Hoover Institution (Stanford, CA) – On Tuesday, May 3 and Wednesday, May 4, Morris Arnold and Nona Jean Cox Senior Fellow Amy Zegart, along with former senior officials from the American intelligence community, led a 48-hour simulation with one hundred participating Stanford undergraduates on formulating policy solutions that address nuclear instability on the Korean Peninsula.

The simulation, which took a year to design, forms part of the curriculum of Zegart’s course on the history and future of US intelligence policy, “Spies, Lies, and Algorithms,” (also the title of her new book from Princeton University Press from which the course is based). The course, comprised of mostly freshmen and sophomores, is intended to introduce students from a diverse set of majors to subjects of US intelligence and national security early in their Stanford careers.

Sorted into teams resembling departments and agencies in the US government, students were tasked with deciphering a large and constantly flowing stream of intelligence coming from Asia. They presented their findings and opinions to members of a mock NSC’s principals committee, including the US president (played by Sue Gordon, deputy director of national intelligence, 2017–19), national security advisor (Amy Zegart), secretary of state (John E. McLaughlin, deputy director of central intelligence, 2003–4), secretary of defense (Jamil Jaffer, chief counsel and senior advisor to US Senate Foreign Relations Committee, 2015), and special advisor to the president (Yong Suk Lee, CIA analyst, 1997–2019).

Prior to the simulation, the officials described to students why they decided to devote a portion of their careers to public service. They also provided their analyses of Russia’s invasion of Ukraine, and of the potential for China’s takeover of Taiwan through nonpeaceful means.

The simulation presented students with hypothetical scenarios in which they would be required to present a crisis response. In one such scenario, North Korea’s leader Kim Jong-un has gone missing, and there are reports that the country has been plunged into a struggle over who will be Kim’s successor. Of concern for US policy makers is who controls North Korea’s nuclear arsenal, and whether there is a potential for crisis escalation with China if the United States attempts to help shape the political outcome in Pyongyang using military force. The US also is faced with the challenge of managing its alliance with South Korea and another major regional actor, Japan.

In advance of the first presentation to the mock National Security Council, students received detailed backgrounders about the fourteen government agencies represented in the simulation. They were tasked with writing memoranda, in which they had to provide in-depth analyses on the above themes.

Former officials guided the student teams in assessing the accuracy of the hypothetical intelligence reports and crafting the appropriate policy responses that were later presented in ensuing National Security Council briefings. The officials inspired students to think critically about the costs and benefits to possible courses of action. Student teams were also encouraged to talk with one another in order to achieve optimal policy outcomes. Zegart and the former intelligence officials purposefully designed the simulation to mimic the federal government’s interagency process, in which, Zegart explained, the facilitation of intelligence sharing and policy coordination can be mired in inefficiency and is frequently impeded by bureaucratic gridlock and various communication barriers.

* _List of tasks_:
1) Answer these questions using the article on the Stanford simulation:
(a) How long did the simulation take to design?
(b) Who played the US president in the mock principals committee?
(c) How many government agencies were represented in the simulation?
2) Decide whether each statement agrees with the article on the Stanford simulation. Answer yes or no, and quote the deciding words.
(a) The course is made up mostly of juniors and seniors.
(b) Jamil Jaffer played the secretary of defense.
(c) In one scenario, Kim Jong-un has gone missing.
3) Repeat word for word the passage of the article on the Stanford simulation that begins at the words "Prior to the" and stops after "through nonpeaceful means.".
The items placed after the article on the Stanford simulation are not needed.

(Excerpts from point annotation data)
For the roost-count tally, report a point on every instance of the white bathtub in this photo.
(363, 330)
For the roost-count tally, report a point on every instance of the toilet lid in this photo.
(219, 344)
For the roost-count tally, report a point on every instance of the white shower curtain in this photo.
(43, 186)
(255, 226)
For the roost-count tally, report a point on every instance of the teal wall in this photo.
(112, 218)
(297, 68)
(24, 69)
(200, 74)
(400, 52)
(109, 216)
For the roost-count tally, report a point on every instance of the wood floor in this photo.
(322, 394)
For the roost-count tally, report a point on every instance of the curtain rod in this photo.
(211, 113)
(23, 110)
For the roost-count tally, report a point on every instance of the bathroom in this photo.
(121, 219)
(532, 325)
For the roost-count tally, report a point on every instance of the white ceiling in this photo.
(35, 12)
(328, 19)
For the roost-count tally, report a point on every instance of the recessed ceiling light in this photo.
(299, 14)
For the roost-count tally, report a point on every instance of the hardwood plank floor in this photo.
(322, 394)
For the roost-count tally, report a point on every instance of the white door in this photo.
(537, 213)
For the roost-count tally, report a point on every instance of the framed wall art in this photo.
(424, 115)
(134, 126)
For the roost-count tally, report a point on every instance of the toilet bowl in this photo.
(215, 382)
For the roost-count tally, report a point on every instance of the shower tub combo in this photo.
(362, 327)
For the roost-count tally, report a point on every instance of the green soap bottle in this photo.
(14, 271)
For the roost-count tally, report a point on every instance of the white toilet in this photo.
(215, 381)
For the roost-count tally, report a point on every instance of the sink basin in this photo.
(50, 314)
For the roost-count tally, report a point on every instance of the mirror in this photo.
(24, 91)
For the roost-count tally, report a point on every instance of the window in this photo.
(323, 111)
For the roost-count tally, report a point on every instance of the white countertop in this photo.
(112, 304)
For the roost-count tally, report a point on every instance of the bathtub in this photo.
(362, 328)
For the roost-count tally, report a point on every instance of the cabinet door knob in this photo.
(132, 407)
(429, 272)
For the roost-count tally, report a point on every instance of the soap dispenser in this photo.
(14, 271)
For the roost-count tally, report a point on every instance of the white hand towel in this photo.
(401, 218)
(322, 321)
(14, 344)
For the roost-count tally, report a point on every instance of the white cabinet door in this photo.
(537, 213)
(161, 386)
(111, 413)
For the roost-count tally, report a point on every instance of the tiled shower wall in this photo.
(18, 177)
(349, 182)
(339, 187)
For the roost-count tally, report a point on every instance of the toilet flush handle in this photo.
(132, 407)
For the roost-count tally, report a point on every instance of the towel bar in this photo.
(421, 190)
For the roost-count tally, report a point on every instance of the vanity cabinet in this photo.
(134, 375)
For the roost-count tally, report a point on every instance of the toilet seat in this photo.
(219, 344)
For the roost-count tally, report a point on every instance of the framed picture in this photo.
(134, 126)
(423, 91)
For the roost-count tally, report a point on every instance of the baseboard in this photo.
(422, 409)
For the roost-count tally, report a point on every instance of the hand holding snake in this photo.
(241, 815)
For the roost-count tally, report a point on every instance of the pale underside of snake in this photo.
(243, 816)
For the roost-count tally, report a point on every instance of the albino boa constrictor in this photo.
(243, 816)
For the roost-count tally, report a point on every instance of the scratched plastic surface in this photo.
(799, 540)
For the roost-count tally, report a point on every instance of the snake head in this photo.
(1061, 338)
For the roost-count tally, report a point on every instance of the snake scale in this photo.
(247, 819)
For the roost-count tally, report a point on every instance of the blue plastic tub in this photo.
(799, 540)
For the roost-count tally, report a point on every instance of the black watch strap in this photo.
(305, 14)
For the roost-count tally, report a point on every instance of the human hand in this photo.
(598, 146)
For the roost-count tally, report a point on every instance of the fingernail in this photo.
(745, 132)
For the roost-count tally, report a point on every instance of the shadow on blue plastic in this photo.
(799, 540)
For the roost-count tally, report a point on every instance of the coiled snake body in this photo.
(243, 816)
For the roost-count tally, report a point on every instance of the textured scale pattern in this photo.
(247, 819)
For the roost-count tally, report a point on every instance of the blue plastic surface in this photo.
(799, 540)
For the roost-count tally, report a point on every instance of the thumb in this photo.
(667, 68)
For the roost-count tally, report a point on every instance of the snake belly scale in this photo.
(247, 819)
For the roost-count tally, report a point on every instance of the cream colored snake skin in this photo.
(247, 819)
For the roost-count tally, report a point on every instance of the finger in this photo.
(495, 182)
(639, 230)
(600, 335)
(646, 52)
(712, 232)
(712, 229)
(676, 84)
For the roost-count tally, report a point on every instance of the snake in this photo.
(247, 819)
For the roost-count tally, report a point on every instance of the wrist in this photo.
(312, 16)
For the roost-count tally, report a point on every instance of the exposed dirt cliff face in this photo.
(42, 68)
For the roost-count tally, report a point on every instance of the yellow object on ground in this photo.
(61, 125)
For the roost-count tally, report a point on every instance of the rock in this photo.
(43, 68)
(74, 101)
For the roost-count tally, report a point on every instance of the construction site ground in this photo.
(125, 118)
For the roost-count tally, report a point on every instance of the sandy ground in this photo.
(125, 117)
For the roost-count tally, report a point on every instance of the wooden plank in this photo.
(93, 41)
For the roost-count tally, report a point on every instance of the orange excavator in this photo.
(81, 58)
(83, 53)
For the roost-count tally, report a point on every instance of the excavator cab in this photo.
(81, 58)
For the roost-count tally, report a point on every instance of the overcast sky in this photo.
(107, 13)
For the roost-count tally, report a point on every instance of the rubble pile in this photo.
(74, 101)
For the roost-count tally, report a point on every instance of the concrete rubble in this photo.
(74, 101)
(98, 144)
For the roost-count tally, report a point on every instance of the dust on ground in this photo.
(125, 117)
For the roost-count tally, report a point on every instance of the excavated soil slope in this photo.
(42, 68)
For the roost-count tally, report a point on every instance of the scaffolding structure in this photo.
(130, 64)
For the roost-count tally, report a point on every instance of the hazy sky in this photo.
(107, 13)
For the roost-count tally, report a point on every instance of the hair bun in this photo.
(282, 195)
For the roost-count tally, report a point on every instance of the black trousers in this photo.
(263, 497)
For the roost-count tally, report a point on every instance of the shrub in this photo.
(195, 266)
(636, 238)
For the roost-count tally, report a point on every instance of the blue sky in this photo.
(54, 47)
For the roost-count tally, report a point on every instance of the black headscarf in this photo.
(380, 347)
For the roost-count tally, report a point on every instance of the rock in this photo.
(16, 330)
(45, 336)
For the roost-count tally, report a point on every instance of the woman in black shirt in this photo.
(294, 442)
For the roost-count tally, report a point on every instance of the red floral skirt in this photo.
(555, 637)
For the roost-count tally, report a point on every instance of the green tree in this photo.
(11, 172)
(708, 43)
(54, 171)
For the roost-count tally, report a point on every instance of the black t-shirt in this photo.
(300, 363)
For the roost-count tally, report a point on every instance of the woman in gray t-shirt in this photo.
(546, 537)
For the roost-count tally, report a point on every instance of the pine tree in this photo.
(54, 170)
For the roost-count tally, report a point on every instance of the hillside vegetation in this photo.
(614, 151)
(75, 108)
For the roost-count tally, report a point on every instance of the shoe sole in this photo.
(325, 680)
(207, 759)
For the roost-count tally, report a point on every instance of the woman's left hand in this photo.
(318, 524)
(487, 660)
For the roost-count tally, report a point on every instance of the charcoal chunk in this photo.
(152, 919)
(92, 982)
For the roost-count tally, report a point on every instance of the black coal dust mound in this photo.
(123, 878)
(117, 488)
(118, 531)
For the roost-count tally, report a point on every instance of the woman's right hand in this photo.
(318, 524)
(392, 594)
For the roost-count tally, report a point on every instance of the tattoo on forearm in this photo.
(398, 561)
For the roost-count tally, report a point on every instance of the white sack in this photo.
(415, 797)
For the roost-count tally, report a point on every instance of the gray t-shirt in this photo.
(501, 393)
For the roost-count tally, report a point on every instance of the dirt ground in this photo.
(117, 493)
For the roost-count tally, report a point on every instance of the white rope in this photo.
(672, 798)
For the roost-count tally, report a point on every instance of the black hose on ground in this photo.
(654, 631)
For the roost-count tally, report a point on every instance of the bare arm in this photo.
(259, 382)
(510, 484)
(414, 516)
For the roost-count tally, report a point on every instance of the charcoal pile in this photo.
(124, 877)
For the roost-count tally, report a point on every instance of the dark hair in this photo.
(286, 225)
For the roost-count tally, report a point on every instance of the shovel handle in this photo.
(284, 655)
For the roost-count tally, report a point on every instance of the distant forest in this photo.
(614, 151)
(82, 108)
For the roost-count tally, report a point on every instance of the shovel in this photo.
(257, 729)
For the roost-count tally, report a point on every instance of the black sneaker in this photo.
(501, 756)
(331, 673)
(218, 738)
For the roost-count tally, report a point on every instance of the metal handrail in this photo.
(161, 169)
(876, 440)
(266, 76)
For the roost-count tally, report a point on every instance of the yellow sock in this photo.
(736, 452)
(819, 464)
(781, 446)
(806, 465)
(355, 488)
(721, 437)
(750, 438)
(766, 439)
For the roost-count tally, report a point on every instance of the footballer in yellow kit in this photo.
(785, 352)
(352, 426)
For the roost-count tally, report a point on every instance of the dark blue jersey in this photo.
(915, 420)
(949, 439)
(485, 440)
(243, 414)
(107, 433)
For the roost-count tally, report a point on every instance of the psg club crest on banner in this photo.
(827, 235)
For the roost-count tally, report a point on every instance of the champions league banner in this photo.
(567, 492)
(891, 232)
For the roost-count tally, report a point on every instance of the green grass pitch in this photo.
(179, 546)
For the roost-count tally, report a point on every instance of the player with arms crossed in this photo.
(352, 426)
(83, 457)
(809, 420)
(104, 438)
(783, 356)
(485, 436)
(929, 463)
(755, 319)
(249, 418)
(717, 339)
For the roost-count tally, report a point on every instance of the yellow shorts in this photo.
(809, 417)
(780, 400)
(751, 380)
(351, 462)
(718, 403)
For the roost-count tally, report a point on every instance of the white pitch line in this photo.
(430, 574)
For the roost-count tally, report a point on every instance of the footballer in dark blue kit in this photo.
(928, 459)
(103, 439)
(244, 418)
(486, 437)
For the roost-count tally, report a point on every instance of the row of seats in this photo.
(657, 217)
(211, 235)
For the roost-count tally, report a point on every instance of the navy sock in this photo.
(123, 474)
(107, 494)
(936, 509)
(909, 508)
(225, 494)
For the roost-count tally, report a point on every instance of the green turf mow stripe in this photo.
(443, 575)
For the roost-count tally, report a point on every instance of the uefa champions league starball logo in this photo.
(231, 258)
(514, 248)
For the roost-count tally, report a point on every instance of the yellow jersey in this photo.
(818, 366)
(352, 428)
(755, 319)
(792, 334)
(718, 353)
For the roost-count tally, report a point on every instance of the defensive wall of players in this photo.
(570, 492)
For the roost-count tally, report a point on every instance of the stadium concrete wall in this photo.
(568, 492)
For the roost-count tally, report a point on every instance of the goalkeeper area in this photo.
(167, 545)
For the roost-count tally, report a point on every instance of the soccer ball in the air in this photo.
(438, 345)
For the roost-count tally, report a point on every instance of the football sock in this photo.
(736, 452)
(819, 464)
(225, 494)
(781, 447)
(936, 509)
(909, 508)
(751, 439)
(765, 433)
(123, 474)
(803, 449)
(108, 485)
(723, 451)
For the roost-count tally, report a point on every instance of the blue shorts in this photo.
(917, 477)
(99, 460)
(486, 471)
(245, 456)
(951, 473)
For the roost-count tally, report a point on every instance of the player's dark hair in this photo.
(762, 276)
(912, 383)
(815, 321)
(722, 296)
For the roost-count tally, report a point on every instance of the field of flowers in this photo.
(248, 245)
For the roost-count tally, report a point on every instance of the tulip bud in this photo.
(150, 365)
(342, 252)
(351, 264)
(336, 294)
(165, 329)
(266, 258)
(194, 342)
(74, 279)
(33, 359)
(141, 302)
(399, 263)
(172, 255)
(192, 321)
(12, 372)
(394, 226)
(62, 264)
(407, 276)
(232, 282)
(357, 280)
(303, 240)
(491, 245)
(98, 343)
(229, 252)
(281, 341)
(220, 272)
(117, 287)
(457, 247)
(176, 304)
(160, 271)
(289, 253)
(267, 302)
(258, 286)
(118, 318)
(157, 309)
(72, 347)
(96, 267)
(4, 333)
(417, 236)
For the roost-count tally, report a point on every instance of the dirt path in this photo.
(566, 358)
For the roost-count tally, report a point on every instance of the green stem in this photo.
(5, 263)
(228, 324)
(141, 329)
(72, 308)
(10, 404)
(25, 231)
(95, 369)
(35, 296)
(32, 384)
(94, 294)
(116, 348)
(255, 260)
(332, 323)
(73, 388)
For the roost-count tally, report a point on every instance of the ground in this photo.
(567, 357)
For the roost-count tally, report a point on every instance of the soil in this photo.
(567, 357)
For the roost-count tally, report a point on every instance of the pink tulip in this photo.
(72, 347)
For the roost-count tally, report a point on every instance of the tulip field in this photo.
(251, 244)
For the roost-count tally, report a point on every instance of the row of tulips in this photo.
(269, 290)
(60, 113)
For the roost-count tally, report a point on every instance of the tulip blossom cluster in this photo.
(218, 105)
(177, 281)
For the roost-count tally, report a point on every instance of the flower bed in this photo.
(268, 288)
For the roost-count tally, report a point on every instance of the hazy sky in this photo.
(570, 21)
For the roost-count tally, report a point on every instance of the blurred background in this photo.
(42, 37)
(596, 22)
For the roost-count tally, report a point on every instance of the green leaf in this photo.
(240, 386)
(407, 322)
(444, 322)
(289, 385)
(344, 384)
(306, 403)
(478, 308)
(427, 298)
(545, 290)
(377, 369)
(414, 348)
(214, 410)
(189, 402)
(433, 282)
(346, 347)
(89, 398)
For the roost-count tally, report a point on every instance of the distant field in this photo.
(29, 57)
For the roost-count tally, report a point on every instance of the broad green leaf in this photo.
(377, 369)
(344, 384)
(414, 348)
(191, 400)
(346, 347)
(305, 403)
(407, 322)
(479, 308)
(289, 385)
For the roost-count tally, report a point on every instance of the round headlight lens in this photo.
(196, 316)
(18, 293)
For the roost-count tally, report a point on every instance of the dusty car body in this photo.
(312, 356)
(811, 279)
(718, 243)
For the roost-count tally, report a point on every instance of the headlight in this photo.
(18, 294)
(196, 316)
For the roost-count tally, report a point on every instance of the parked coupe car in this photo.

* _Answers to the exercise_:
1)
(a) A year.
(b) Sue Gordon.
(c) Fourteen.

2)
(a) No: "comprised of mostly freshmen and sophomores"
(b) Yes: "secretary of defense (Jamil Jaffer"
(c) Yes: "North Korea’s leader Kim Jong-un has gone missing"

3)
Prior to the simulation, the officials described to students why they decided to devote a portion of their careers to public service. They also provided their analyses of Russia’s invasion of Ukraine, and of the potential for China’s takeover of Taiwan through nonpeaceful means.